EXERCISE INSTRUCTIONS
a - Do the following statements agree with the compliance case study? For each, answer yes or no and quote the exact words from the text that decide it.
(i) The average release cycle was 14 days.
(ii) The recommended fix was to hire more people into the compliance function.
(iii) The compliance team ended up reviewing the golden path once per quarter.
b - Repeat the compliance case study word for word, starting at "Building the Golden" and ending at "once per release.".
c - Answer these questions from the compliance case study:
(i) How many manual compliance checkpoints did every release have to pass through?
(ii) Against how many of the bank's internal controls did the policy-as-code checks run?
(iii) How long did document collection take each audit season?

PASSAGE SHOWN
'''

The Problem With Manual Compliance Gates
This regulated banking enterprise, had a well-documented problem: every software release had to pass through four manual compliance checkpoints before reaching production. Each checkpoint was staffed by a different team, working to a different schedule, with no shared tooling and no automated evidence trail.
The result was a 14-day average release cycle, not because development was slow, but because the release queue was always backed up. Engineers were spending more time waiting for approvals than writing code. Security teams were reviewing the same evidence packs over and over. And every audit season meant three weeks of frantic document collection.
"We weren't slow because our engineers were slow. We were slow because we had designed a system that made slowness the only possible outcome."
, CTO (anonymised)
Our Approach: Platform First, Compliance by Default
The standard response to this kind of bottleneck is to hire more people into the compliance function. We recommended the opposite: remove the compliance function from the release path entirely by encoding all controls into the platform itself.
This is what platform engineering actually means in a regulated environment. Not faster deploys for their own sake, but a system where compliance is continuous, automated, and produces an evidence trail in real time.
Building the Golden Path
Our first deliverable was a golden path: a single, opinionated route from code commit to production that every service team would use. The golden path handled:
- Static application security testing (SAST) at every commit
- Container scanning before any image could be promoted
- Policy-as-code checks against the bank's 47 internal controls
- Automated evidence packs generated per release
- Rollback-ready deployment manifests with approval audit log
Any service that used the golden path was, by definition, compliant. The compliance team's role shifted from reviewing every release to reviewing the golden path itself, once per quarter instead of once per release.

'''

Photo-based point labeling data
'''

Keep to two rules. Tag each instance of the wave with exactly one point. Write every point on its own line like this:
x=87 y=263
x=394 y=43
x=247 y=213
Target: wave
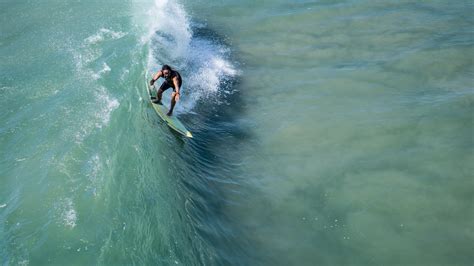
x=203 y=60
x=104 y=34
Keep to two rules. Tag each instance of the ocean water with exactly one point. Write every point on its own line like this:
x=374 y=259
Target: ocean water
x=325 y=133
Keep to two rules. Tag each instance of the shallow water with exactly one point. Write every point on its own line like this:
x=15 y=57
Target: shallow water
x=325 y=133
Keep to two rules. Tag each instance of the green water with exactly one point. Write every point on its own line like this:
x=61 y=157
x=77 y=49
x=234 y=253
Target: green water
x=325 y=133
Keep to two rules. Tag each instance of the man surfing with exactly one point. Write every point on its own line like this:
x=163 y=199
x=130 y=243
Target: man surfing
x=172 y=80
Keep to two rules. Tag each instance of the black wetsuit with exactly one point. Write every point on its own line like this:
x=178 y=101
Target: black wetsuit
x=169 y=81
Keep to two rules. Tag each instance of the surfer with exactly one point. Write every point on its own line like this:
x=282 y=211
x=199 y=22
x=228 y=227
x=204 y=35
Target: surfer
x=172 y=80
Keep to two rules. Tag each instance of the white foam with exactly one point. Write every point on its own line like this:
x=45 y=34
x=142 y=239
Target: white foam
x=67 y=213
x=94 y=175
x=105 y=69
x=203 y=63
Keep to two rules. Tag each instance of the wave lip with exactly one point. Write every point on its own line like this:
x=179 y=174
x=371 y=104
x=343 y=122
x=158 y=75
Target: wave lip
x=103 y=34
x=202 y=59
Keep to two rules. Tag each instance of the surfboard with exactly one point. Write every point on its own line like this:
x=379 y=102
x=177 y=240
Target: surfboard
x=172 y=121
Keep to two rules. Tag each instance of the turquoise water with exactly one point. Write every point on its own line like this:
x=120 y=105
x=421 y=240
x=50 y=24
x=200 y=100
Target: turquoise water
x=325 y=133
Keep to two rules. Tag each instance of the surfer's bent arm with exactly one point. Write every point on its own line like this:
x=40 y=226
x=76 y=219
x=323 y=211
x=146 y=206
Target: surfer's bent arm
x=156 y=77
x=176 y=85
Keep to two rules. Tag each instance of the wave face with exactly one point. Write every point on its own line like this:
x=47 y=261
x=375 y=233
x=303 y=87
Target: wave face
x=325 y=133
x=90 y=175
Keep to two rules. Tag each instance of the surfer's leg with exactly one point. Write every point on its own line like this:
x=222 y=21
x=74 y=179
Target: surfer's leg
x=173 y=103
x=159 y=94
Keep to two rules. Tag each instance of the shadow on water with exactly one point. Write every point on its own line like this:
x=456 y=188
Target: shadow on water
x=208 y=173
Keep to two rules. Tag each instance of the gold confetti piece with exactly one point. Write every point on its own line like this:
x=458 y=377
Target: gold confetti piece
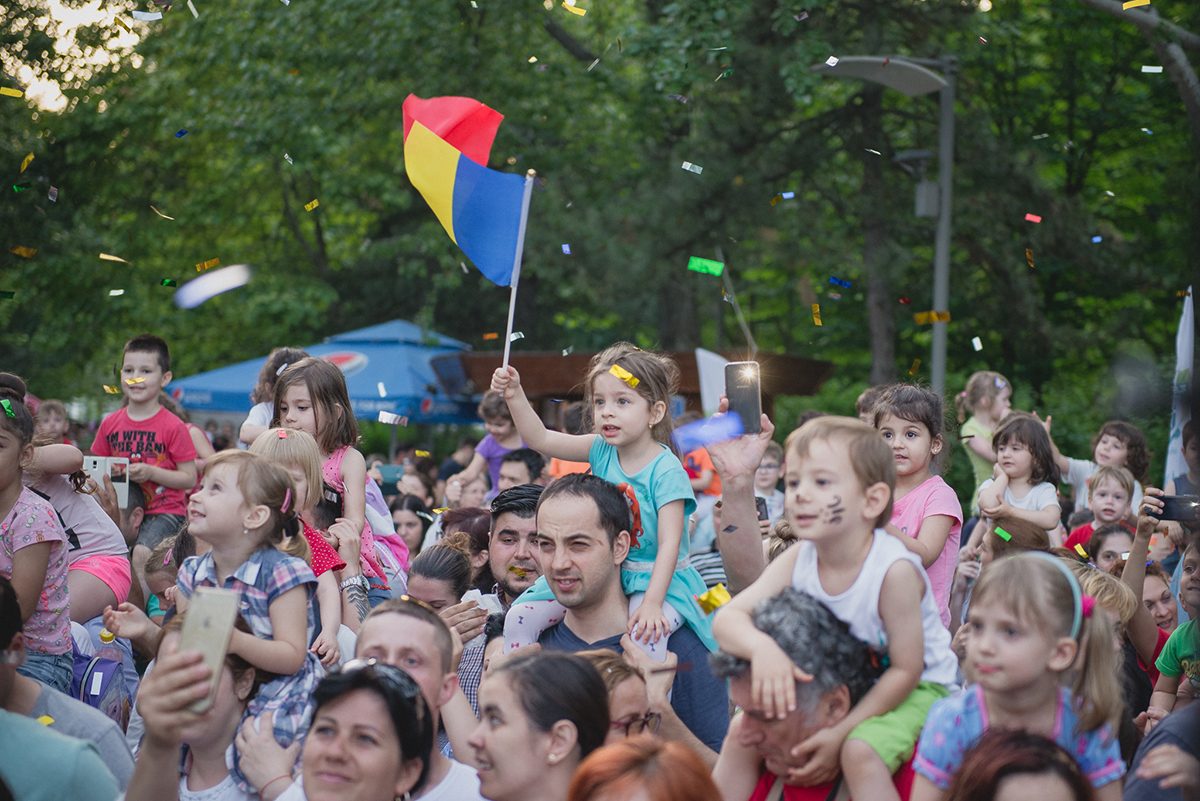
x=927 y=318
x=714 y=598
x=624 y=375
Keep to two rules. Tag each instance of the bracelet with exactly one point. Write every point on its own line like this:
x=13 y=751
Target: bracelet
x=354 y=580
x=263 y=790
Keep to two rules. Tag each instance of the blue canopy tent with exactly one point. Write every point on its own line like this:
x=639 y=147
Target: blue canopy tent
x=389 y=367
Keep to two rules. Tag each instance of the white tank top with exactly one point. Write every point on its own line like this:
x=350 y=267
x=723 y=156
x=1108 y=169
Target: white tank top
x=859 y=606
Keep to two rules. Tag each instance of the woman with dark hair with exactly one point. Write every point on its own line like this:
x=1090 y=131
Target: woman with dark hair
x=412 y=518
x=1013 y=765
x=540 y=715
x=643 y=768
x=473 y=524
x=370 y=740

'''

SOLUTION LIST
a -
(i) Yes: "The result was a 14-day average release cycle"
(ii) No: "We recommended the opposite: remove the compliance function from the release path entirely"
(iii) Yes: "reviewing the golden path itself, once per quarter instead of once per release"

b -
Building the Golden Path
Our first deliverable was a golden path: a single, opinionated route from code commit to production that every service team would use. The golden path handled:
- Static application security testing (SAST) at every commit
- Container scanning before any image could be promoted
- Policy-as-code checks against the bank's 47 internal controls
- Automated evidence packs generated per release
- Rollback-ready deployment manifests with approval audit log
Any service that used the golden path was, by definition, compliant. The compliance team's role shifted from reviewing every release to reviewing the golden path itself, once per quarter instead of once per release.

c -
(i) Four
(ii) 47
(iii) Three weeks